### WHAT YOU NEED TO DO:
The records below should be copied in full, exactly as shown.

= = = = = = =

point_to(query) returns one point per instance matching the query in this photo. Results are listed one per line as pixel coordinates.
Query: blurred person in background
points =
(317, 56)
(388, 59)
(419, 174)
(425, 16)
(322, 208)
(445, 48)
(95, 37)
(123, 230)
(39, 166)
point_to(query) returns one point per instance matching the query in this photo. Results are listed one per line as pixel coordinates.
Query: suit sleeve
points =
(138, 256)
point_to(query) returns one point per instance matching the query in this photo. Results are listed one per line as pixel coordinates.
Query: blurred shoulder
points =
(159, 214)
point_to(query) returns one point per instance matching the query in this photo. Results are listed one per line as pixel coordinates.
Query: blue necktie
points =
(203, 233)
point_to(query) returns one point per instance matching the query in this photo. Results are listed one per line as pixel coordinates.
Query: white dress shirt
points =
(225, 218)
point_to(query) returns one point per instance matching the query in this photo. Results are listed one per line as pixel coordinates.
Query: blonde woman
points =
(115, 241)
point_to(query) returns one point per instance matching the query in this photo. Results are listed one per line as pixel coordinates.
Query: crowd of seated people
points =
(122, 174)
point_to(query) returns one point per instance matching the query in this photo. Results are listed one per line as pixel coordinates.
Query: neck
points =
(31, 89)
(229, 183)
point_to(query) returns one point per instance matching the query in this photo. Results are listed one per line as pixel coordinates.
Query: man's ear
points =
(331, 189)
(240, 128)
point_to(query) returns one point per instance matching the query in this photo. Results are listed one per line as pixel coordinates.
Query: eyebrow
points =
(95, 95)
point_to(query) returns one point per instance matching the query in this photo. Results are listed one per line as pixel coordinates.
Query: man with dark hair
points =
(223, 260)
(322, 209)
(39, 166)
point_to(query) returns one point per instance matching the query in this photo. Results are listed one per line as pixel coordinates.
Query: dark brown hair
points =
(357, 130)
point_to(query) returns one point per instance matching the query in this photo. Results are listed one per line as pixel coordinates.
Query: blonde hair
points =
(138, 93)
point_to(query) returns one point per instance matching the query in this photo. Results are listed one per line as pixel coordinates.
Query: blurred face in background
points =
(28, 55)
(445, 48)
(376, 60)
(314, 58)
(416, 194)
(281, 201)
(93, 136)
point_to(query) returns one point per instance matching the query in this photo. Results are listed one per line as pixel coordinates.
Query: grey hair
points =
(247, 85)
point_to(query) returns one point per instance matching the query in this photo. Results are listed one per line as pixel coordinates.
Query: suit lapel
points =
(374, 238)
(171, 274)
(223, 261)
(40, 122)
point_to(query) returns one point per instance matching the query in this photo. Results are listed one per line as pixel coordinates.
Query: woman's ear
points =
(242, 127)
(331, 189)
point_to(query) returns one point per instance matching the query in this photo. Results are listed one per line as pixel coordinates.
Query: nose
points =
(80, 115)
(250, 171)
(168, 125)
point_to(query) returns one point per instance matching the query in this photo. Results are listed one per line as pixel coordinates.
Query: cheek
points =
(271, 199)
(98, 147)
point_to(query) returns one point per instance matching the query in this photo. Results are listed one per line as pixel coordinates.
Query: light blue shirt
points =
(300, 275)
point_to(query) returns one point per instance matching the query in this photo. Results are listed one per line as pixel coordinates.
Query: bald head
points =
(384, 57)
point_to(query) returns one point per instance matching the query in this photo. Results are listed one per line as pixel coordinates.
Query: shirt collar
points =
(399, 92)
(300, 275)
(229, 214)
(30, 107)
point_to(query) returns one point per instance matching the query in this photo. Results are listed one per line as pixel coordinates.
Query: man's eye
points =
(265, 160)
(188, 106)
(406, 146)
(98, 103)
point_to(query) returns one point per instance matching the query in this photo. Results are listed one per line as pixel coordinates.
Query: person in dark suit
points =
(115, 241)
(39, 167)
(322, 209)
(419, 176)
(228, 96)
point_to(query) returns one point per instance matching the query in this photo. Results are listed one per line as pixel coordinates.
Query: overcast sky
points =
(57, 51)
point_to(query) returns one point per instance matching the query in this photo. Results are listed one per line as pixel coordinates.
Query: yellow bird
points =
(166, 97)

= = = = = = =

### EXPECTED ANSWER:
point_to(query) returns one point per instance matching the query in this photo. Results are listed one per line as pixel coordinates.
Query: blurred person in background
points =
(317, 56)
(388, 59)
(419, 174)
(425, 16)
(322, 208)
(445, 48)
(95, 37)
(123, 230)
(39, 166)
point_to(query) returns one point per instance matching the query in this photo. Results are listed one per line as pixel coordinates.
Query: suit sleeve
points =
(138, 256)
point_to(query) returns one point per instance matching the query in this photo. Results are listed one per line as pixel coordinates.
Query: blurred shoulder
points =
(159, 214)
point_to(query) returns one point per instance matching the query in this photo. Results are listed one per line as pixel coordinates.
Query: blue necktie
points =
(203, 233)
point_to(query) returns one point per instance matching the query in this photo. Results are listed one per line as pixel coordinates.
Query: white dress shirt
points =
(225, 218)
point_to(query) returns one point per instance matching the query in this photo. Results are listed one per line as pixel coordinates.
Query: blonde woman
points =
(115, 241)
point_to(query) returns one point per instance matching the query in this photo. Results are listed one per line as pixel coordinates.
Query: crowd of seated people
points =
(122, 174)
point_to(query) returns one point per instance matching the query in this photo. Results are listed one per line as pixel coordinates.
Query: neck
points =
(31, 89)
(229, 183)
point_to(query) returns one point per instance matching the query in this photo. Results are listed one per line as pixel coordinates.
Query: man's ear
points =
(331, 189)
(240, 128)
point_to(query) returns one point per instance matching the query in this photo. Results are listed one per line as pixel coordinates.
Query: eyebrow
points =
(95, 95)
point_to(query) returns one point per instance matching the query in this photo. Results are listed one per line as pixel coordinates.
Query: man with dark hair
points =
(223, 260)
(322, 209)
(39, 166)
point_to(query) returns one point per instance matching the query in this photo. Results are listed one per line as pixel coordinates.
Query: dark brown hair
points =
(357, 130)
point_to(query) returns one point per instance matching the query in this photo. Results are listed one per line as pixel coordinates.
Query: blonde hair
points =
(138, 93)
point_to(query) returns one point per instance matching the query in this photo. Results are listed one per line as pixel coordinates.
Query: blurred face in background
points =
(28, 55)
(445, 48)
(376, 60)
(314, 58)
(416, 194)
(281, 201)
(93, 136)
point_to(query) returns one point per instance matching the query in this photo. Results are listed one per line as pixel coordinates.
Query: grey hair
points =
(247, 85)
point_to(query) returns one point per instance matching the query in this photo. Results are listed one per line as pixel coordinates.
Query: suit lapel
points =
(374, 238)
(171, 274)
(223, 261)
(40, 122)
point_to(query) returns one point per instance matching the query in this photo. Results are listed one per line as pixel coordinates.
Query: woman's ear
points =
(242, 127)
(331, 189)
point_to(query) returns one point per instance matching the query in this photo. Results are listed one per line as pixel coordinates.
Query: nose
points =
(80, 115)
(250, 171)
(168, 125)
point_to(query) returns one point per instance matching the query in this photo. Results are listed one per line as pixel coordinates.
Query: cheek
points =
(271, 199)
(98, 147)
point_to(query) returns one point per instance matching the query in this photo. Results are listed one per line as pixel coordinates.
Query: light blue shirt
points =
(300, 275)
point_to(query) returns one point per instance matching the query in this photo. Results are listed one per line as pixel coordinates.
Query: bald head
points =
(384, 57)
point_to(query) returns one point per instance matching the query in this photo. Results are listed one per line as pixel coordinates.
Query: shirt collar
points =
(399, 92)
(300, 275)
(229, 214)
(30, 107)
point_to(query) returns one point per instance matching the query in this photo. Results are listed one per line as pixel coordinates.
Query: man's eye
points =
(265, 160)
(188, 106)
(406, 146)
(98, 103)
point_to(query) returns one point per instance matching the query in this photo. Results are listed one per line as pixel coordinates.
Query: person in dark suit
points =
(115, 241)
(39, 167)
(322, 209)
(419, 176)
(228, 96)
point_to(query) returns one point per instance matching the query in this photo. Results are listed one per line as pixel coordinates.
Query: overcast sky
points =
(57, 51)
point_to(query) returns one point per instance matching the query in this photo. Results are listed one per line as pixel coordinates.
Query: yellow bird
points =
(166, 97)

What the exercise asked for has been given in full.